[DATA EXCERPTS Boundary: Start]
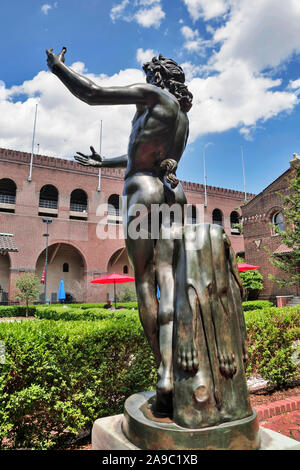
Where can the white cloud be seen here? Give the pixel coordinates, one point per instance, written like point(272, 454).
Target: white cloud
point(207, 8)
point(118, 10)
point(263, 33)
point(188, 33)
point(238, 87)
point(146, 13)
point(294, 84)
point(143, 56)
point(150, 17)
point(65, 125)
point(45, 8)
point(235, 98)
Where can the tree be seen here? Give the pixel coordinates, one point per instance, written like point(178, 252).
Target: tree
point(28, 286)
point(289, 263)
point(252, 281)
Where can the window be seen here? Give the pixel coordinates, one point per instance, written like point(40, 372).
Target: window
point(8, 192)
point(78, 201)
point(65, 267)
point(48, 197)
point(114, 208)
point(234, 222)
point(191, 214)
point(217, 217)
point(278, 223)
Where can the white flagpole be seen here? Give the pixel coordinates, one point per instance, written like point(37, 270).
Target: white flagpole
point(243, 168)
point(32, 148)
point(99, 174)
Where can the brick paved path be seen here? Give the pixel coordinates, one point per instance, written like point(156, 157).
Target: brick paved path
point(281, 416)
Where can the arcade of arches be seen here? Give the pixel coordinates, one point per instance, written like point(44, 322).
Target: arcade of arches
point(59, 256)
point(4, 276)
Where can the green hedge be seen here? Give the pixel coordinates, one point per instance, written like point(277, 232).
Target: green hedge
point(256, 305)
point(16, 310)
point(34, 310)
point(71, 314)
point(60, 376)
point(271, 333)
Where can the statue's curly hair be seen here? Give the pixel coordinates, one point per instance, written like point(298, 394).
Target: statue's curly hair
point(168, 74)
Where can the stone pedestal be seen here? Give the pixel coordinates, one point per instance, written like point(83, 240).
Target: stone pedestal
point(107, 434)
point(147, 431)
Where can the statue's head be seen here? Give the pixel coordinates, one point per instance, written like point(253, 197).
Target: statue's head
point(166, 73)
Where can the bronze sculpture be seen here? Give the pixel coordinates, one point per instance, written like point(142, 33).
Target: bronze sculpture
point(196, 330)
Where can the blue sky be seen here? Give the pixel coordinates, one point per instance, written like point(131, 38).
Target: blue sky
point(241, 60)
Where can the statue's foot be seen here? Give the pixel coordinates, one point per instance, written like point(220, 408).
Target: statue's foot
point(165, 381)
point(227, 363)
point(245, 353)
point(188, 357)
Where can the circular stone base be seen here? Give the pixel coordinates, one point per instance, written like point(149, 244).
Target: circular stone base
point(148, 432)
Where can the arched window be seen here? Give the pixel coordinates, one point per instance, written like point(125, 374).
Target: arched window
point(48, 197)
point(191, 214)
point(278, 222)
point(114, 205)
point(65, 267)
point(217, 217)
point(234, 222)
point(8, 190)
point(78, 201)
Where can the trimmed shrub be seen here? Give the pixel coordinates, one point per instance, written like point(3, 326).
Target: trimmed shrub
point(77, 314)
point(60, 376)
point(271, 333)
point(35, 310)
point(256, 305)
point(127, 305)
point(16, 310)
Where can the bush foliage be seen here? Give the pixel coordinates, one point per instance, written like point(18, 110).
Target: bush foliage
point(256, 305)
point(271, 332)
point(60, 375)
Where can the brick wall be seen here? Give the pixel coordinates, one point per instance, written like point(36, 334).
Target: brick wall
point(28, 228)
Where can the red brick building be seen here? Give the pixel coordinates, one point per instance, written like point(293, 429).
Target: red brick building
point(260, 216)
point(68, 193)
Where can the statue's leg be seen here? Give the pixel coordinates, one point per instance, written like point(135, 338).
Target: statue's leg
point(220, 310)
point(141, 255)
point(165, 279)
point(237, 288)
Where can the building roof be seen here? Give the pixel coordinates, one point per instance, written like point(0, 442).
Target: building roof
point(7, 243)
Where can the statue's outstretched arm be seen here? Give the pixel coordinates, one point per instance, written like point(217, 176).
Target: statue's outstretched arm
point(87, 91)
point(97, 161)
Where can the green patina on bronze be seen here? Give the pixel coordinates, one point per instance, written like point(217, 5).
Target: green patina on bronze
point(196, 331)
point(148, 433)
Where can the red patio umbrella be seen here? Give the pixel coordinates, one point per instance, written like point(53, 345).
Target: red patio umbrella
point(247, 267)
point(113, 279)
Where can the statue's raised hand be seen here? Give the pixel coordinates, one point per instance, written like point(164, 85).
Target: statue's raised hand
point(54, 59)
point(89, 160)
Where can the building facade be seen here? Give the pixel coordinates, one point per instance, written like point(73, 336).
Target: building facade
point(260, 217)
point(83, 243)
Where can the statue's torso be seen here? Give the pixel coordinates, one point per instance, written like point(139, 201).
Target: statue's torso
point(158, 132)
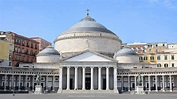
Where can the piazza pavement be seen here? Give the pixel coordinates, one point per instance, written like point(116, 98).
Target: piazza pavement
point(88, 96)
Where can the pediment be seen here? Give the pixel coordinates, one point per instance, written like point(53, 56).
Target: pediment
point(89, 56)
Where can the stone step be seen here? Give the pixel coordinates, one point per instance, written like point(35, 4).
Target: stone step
point(88, 91)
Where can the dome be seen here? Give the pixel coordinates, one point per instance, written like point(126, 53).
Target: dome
point(88, 24)
point(48, 55)
point(125, 51)
point(87, 34)
point(48, 51)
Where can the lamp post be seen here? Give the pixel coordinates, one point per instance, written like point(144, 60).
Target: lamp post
point(13, 88)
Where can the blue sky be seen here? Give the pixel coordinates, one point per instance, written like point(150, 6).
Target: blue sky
point(131, 20)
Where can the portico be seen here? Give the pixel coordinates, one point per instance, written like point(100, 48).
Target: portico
point(99, 73)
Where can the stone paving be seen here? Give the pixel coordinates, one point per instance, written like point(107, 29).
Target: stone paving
point(88, 96)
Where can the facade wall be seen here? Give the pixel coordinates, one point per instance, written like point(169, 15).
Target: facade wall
point(48, 59)
point(167, 60)
point(25, 50)
point(42, 43)
point(128, 59)
point(148, 58)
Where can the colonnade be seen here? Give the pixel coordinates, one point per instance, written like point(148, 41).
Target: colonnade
point(157, 81)
point(84, 76)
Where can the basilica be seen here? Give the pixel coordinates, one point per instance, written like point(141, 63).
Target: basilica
point(87, 57)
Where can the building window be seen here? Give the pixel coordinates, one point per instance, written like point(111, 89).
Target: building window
point(158, 57)
point(158, 65)
point(140, 58)
point(165, 57)
point(172, 57)
point(152, 58)
point(145, 58)
point(172, 65)
point(165, 65)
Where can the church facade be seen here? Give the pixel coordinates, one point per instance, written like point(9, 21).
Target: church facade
point(87, 57)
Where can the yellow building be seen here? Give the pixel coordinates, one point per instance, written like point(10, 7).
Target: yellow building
point(4, 50)
point(148, 58)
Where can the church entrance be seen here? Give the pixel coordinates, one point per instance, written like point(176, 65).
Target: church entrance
point(87, 83)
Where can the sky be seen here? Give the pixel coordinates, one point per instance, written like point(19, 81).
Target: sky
point(132, 20)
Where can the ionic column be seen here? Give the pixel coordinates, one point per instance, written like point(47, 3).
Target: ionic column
point(53, 81)
point(107, 78)
point(12, 83)
point(156, 83)
point(60, 80)
point(128, 83)
point(149, 81)
point(46, 83)
point(163, 82)
point(33, 82)
point(26, 80)
point(68, 78)
point(76, 78)
point(83, 78)
point(91, 78)
point(135, 81)
point(5, 81)
point(19, 81)
point(99, 78)
point(115, 80)
point(170, 84)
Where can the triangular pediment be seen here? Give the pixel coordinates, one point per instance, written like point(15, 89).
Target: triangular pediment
point(89, 56)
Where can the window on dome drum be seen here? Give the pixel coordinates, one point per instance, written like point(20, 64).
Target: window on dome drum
point(172, 57)
point(140, 58)
point(165, 57)
point(172, 65)
point(165, 65)
point(159, 65)
point(158, 57)
point(145, 58)
point(152, 58)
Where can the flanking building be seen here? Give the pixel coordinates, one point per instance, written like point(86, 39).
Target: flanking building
point(88, 57)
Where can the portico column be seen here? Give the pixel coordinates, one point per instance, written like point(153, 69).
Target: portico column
point(99, 78)
point(60, 80)
point(143, 82)
point(115, 80)
point(163, 82)
point(68, 78)
point(33, 82)
point(46, 83)
point(26, 80)
point(170, 84)
point(83, 78)
point(19, 81)
point(156, 83)
point(107, 78)
point(128, 83)
point(75, 78)
point(135, 81)
point(122, 84)
point(53, 81)
point(91, 78)
point(149, 81)
point(5, 81)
[DATA EXCERPTS Boundary: End]
Look above for the line with "Where can the circular" and the line with "Where can the arched"; transcribe both and all lines in between, exactly, and nothing else.

● FINISHED EXERCISE
Where can the circular stone base be seen here? Give the pixel coordinates, one point per instance, written like point(149, 244).
Target: circular stone base
point(148, 432)
Where can the arched window be seen here? Give the pixel coordinates, one point per instance, written like point(125, 374).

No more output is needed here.